◆ INSTRUCTIONS FOR THE TASK ◆
Transcribe the data in full, keeping each line exactly as it appears.
____ RECORDS SHOWN
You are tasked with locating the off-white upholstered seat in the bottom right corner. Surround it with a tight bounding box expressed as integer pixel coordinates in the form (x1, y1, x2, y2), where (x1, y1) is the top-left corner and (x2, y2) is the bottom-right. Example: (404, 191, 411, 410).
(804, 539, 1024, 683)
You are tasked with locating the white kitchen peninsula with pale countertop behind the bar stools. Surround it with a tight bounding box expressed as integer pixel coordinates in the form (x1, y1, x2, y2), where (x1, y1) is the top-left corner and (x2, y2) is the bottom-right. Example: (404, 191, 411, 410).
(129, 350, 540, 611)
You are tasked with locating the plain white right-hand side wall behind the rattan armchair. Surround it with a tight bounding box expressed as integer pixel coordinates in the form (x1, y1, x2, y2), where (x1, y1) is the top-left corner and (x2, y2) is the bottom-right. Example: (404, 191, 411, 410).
________
◆ RESPONSE AREA ◆
You are tasked with locating the off-white upholstered seat in the bottom right corner. Surround it with a tight bounding box expressed as integer pixel coordinates in the form (x1, y1, x2, y2), where (x1, y1) is the top-left corner and (x2, y2) is the bottom-right. Example: (404, 191, 411, 410).
(804, 539, 1024, 683)
You are tasked with locating the white kitchen peninsula with pale countertop behind the bar stools. Surround it with a tight bounding box expressed as integer pixel coordinates in the form (x1, y1, x2, y2), where (x1, y1) is the top-left corner and (x2, y2) is the bottom-right. Example: (404, 191, 411, 410).
(129, 350, 540, 611)
You are tasked with locating the plain white right-hand side wall behind the rattan armchair. Surround it with a tight bounding box expressed as integer pixel coordinates in the form (x1, y1, x2, y2), where (x1, y1) is the top-left corner and (x2, y2) is the bottom-right. Example: (404, 191, 411, 410).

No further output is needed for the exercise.